**What the exercise asks:** Write out exactly the lines of the entries below from the one holding "- **Target**: tree" to the one holding "- **Target**: blonde hair", inclusive, and leave out all other lines.

**Listed entries:**
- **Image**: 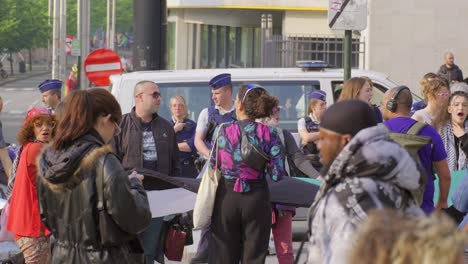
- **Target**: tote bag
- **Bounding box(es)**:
[192,124,223,229]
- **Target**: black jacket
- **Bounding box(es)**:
[438,64,463,83]
[37,132,151,264]
[113,108,180,189]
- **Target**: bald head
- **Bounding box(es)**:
[445,52,455,66]
[382,86,413,119]
[133,80,157,97]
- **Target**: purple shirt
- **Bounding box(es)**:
[210,121,285,193]
[384,116,447,214]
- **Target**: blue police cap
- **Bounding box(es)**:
[38,79,62,93]
[308,90,327,101]
[209,73,231,89]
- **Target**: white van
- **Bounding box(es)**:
[110,67,415,132]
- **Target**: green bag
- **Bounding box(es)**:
[388,121,432,205]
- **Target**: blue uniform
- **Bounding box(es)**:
[172,118,198,178]
[203,106,237,148]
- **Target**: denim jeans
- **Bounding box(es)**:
[139,217,164,263]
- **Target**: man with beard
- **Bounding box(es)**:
[437,51,463,84]
[307,100,423,264]
[114,80,180,264]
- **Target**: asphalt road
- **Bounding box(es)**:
[0,74,46,144]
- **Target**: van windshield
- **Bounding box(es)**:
[158,80,320,132]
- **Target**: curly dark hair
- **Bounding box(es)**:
[238,84,279,120]
[17,114,57,146]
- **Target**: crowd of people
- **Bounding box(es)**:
[0,51,467,264]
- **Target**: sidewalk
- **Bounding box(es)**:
[0,64,50,87]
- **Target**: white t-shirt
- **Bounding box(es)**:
[195,104,236,135]
[412,109,434,125]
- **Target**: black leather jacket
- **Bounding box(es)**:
[37,131,151,264]
[113,108,180,189]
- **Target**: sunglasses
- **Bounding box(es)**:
[242,84,265,102]
[138,91,161,99]
[436,92,450,97]
[34,120,56,129]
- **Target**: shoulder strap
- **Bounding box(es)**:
[96,157,105,211]
[407,121,427,136]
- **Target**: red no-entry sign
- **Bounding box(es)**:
[84,49,122,86]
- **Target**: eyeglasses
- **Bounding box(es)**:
[34,120,56,129]
[242,84,265,102]
[436,92,450,97]
[113,122,122,136]
[137,91,161,99]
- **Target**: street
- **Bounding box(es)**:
[0,74,310,264]
[0,73,46,144]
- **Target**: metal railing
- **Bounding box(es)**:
[261,33,365,68]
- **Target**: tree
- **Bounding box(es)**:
[0,0,19,51]
[67,0,133,37]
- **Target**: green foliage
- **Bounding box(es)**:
[67,0,133,37]
[0,0,133,51]
[0,0,49,51]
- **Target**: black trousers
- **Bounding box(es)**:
[180,159,198,178]
[209,178,271,264]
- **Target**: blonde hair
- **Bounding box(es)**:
[420,77,450,102]
[349,209,466,264]
[169,95,188,119]
[337,77,368,102]
[307,98,323,115]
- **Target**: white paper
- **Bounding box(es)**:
[147,188,196,218]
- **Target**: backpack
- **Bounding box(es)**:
[388,121,432,205]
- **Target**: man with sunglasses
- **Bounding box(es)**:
[192,73,236,263]
[113,80,180,264]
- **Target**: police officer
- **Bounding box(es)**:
[169,95,198,178]
[191,73,237,263]
[297,90,327,169]
[194,73,237,161]
[38,79,62,113]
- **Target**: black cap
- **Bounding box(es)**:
[320,99,378,136]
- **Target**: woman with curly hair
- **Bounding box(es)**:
[208,84,286,264]
[412,77,450,125]
[6,108,56,263]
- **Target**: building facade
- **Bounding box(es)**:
[167,0,468,92]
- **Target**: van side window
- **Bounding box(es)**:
[331,80,386,106]
[156,81,320,132]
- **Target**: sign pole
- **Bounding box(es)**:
[344,30,352,81]
[328,0,367,81]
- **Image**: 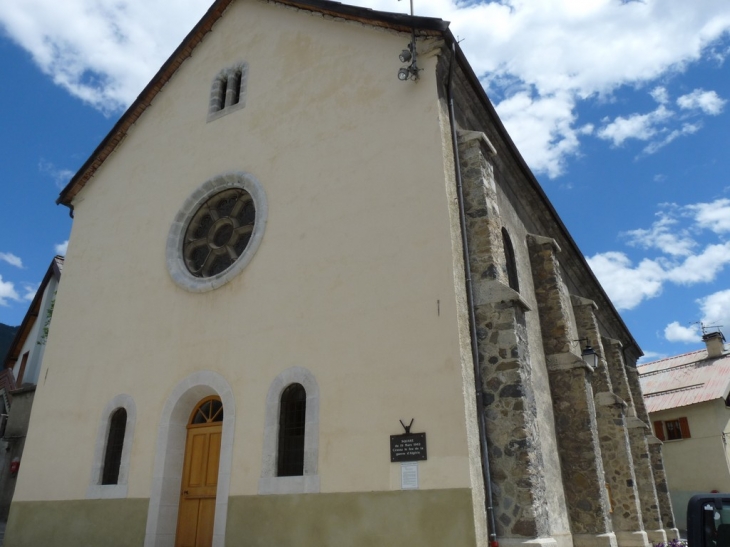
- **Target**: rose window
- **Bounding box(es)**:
[183,188,256,278]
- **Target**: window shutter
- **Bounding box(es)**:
[653,420,665,441]
[679,417,691,439]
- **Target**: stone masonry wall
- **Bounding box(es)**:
[572,299,647,547]
[625,366,671,543]
[648,440,677,535]
[458,133,552,541]
[527,235,615,547]
[603,339,636,416]
[627,422,666,544]
[626,367,651,425]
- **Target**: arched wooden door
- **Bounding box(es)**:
[175,396,223,547]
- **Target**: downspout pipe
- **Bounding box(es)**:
[57,202,74,219]
[446,41,498,547]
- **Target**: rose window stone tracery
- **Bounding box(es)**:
[166,171,267,293]
[183,188,256,278]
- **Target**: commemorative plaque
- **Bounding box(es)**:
[390,432,427,462]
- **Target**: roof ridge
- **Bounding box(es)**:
[638,348,705,367]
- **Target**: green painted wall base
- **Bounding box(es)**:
[5,498,149,547]
[4,488,476,546]
[225,489,477,547]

**Response area:**
- **Target**: tree
- **Bounding box(es)**:
[0,0,19,51]
[67,0,133,37]
- **Target**: green foliage
- **Bounding box(es)**:
[67,0,133,37]
[0,0,133,51]
[0,0,49,51]
- **Target**: black trousers
- **Bounding box(es)**:
[180,159,198,178]
[209,178,271,264]
- **Target**: blonde hair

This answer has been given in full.